Work to complete = State the number of lines in the records underneath where the word "white" turns up, and say nothing else.

Saved data entries:
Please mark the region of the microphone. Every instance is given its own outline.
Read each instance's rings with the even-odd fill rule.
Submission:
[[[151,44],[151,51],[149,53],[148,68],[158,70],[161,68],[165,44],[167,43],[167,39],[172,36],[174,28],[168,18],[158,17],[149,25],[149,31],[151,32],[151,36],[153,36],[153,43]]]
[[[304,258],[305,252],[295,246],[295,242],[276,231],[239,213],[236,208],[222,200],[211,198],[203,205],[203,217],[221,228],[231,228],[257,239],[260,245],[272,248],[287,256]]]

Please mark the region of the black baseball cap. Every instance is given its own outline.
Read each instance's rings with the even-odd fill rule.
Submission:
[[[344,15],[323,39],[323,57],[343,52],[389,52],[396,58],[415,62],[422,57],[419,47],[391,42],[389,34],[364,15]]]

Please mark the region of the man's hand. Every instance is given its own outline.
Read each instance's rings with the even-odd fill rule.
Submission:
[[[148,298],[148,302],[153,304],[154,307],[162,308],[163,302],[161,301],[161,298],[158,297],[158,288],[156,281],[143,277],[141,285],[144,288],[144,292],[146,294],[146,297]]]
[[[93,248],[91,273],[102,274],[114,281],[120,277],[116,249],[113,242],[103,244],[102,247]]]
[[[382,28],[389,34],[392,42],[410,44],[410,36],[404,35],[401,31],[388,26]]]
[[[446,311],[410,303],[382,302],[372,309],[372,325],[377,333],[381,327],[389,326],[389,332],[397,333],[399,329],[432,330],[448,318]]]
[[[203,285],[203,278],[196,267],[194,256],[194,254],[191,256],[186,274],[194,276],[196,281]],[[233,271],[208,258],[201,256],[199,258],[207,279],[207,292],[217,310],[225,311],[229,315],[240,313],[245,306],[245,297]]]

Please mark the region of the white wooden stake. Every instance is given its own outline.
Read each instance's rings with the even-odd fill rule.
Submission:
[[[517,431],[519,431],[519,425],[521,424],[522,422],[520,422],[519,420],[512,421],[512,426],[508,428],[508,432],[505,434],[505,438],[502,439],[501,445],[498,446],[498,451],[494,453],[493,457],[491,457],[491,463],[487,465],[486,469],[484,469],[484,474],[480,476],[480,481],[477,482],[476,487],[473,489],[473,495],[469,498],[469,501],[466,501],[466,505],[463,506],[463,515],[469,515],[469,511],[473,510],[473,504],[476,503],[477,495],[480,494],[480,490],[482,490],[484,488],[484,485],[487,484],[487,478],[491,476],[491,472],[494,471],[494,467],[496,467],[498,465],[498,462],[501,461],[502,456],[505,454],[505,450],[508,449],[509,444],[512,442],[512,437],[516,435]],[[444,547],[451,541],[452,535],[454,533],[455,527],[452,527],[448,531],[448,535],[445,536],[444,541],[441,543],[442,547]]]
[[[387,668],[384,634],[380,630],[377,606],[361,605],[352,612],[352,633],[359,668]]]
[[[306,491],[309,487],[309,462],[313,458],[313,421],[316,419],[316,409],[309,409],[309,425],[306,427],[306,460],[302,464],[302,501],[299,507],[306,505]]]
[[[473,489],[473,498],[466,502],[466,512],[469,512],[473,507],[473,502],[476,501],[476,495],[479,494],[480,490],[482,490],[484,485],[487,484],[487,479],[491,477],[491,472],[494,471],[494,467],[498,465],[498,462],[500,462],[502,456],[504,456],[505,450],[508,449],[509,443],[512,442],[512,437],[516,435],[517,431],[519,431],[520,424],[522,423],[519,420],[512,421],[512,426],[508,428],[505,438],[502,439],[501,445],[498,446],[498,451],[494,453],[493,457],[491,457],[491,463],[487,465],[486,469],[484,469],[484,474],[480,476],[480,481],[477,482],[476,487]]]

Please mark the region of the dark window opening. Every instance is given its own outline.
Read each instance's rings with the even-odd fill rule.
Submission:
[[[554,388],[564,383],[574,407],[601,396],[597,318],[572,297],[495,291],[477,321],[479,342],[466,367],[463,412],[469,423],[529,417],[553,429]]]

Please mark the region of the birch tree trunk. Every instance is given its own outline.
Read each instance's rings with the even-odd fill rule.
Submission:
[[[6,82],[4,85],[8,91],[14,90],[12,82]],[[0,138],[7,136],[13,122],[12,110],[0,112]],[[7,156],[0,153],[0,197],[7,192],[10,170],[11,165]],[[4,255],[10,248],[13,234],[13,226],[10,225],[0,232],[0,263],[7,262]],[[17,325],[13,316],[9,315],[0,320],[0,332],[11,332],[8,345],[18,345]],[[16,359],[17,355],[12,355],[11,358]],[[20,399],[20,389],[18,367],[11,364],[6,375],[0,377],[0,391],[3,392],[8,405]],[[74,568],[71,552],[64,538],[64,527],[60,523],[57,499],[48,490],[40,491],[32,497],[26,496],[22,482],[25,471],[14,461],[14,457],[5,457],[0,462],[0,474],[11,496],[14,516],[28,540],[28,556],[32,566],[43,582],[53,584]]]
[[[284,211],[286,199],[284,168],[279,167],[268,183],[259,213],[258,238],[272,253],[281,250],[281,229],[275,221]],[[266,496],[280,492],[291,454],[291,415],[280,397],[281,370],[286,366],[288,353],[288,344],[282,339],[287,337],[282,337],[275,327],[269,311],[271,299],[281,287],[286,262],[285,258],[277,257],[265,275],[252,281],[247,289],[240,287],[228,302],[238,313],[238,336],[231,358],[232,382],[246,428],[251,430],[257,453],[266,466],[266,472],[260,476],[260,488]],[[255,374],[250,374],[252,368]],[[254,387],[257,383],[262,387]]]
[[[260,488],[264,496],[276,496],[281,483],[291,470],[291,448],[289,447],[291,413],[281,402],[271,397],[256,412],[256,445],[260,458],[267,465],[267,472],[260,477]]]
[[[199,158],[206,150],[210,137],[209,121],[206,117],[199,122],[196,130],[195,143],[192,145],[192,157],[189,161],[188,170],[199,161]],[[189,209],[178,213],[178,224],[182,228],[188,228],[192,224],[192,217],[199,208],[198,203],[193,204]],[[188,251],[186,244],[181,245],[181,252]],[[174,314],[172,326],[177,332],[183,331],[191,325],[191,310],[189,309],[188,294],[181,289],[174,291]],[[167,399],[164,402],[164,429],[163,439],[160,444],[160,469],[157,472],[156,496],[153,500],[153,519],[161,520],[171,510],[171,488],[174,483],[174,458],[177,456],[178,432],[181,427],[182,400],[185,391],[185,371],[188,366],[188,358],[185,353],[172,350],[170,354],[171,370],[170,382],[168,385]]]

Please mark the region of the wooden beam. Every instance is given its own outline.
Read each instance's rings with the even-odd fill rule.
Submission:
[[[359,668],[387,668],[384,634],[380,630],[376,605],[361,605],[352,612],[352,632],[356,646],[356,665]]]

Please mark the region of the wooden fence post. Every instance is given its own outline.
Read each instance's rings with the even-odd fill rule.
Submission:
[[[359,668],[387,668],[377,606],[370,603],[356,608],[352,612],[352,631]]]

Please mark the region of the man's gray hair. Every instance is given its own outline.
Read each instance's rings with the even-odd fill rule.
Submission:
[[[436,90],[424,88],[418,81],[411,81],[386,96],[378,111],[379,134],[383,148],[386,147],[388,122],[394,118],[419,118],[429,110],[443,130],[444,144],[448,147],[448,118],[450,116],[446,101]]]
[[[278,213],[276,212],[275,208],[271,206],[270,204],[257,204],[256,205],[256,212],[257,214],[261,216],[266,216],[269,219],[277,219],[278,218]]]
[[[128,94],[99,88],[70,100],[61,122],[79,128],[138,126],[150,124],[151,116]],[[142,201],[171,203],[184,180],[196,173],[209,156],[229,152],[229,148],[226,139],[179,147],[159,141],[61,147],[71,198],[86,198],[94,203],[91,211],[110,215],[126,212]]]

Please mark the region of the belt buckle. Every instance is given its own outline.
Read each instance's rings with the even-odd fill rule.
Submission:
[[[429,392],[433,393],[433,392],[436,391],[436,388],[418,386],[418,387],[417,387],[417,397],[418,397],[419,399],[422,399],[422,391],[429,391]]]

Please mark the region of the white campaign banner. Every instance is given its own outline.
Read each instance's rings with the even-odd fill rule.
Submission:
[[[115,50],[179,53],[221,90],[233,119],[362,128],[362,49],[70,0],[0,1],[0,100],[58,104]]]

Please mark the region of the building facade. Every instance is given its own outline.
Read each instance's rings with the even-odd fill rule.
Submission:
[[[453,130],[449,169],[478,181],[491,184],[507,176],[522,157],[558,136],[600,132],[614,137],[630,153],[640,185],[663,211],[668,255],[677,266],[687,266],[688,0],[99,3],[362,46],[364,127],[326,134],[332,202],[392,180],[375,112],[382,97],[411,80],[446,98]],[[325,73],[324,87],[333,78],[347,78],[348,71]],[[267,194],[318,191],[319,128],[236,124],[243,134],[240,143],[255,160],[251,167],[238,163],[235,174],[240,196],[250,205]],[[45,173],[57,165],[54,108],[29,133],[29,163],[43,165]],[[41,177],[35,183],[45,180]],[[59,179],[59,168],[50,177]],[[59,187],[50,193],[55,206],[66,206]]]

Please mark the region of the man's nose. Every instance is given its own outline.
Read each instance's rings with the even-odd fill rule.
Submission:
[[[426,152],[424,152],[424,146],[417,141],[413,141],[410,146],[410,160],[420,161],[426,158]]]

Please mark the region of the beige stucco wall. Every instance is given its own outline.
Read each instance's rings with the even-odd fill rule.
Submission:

Answer box = 2